> **Exercise brief**
All lines from the one with "In this exercise you will mark the sky" to the end of the entries below must be written out exactly. Leave out any other line.

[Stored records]
= = = = =
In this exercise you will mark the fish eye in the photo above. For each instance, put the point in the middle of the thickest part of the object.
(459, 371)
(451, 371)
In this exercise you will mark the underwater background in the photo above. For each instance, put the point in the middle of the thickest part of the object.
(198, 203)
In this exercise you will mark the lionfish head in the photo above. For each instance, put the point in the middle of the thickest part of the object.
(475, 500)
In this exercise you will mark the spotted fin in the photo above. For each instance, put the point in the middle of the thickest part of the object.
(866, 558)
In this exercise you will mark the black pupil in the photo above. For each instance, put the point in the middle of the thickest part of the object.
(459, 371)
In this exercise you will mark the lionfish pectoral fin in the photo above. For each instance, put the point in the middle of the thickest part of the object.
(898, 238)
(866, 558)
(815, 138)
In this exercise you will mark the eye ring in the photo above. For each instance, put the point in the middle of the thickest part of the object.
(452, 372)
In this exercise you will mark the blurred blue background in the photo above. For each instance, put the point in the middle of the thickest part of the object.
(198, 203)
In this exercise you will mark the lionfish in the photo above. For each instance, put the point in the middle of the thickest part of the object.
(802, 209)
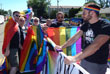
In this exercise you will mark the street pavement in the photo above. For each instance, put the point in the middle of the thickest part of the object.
(1, 38)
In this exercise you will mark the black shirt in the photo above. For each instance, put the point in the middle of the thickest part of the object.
(91, 31)
(59, 24)
(21, 35)
(14, 43)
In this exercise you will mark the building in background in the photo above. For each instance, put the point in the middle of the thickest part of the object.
(64, 9)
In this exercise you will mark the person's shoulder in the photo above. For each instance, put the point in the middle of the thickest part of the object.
(104, 24)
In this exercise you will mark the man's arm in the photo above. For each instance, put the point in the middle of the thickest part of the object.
(72, 39)
(91, 49)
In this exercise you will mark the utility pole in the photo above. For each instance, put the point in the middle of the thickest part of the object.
(58, 5)
(49, 4)
(1, 6)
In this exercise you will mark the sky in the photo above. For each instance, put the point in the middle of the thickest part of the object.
(21, 5)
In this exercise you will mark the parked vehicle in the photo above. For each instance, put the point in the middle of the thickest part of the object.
(2, 19)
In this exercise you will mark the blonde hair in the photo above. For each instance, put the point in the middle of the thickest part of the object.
(36, 18)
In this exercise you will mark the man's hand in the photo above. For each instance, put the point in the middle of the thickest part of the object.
(58, 48)
(7, 52)
(20, 46)
(69, 60)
= = = = =
> **Exercise result**
In this exercise you will mark the sky in the photo above. For each instance, put the point in the middle of the thickest part of the object.
(21, 5)
In this exercise you will mark the parked vehicle in the photo above. For each instance, put the point in the middle of the thickest part of the object.
(2, 19)
In this exercise you will mark the blonde hair in the photo above. For each instance, put the point in the middle of the thickest part of the object.
(36, 18)
In this exercise you will mark the man's hand in the photo above. For each instance, put the point in the middle of the thickest part of the object.
(58, 48)
(7, 52)
(20, 46)
(69, 60)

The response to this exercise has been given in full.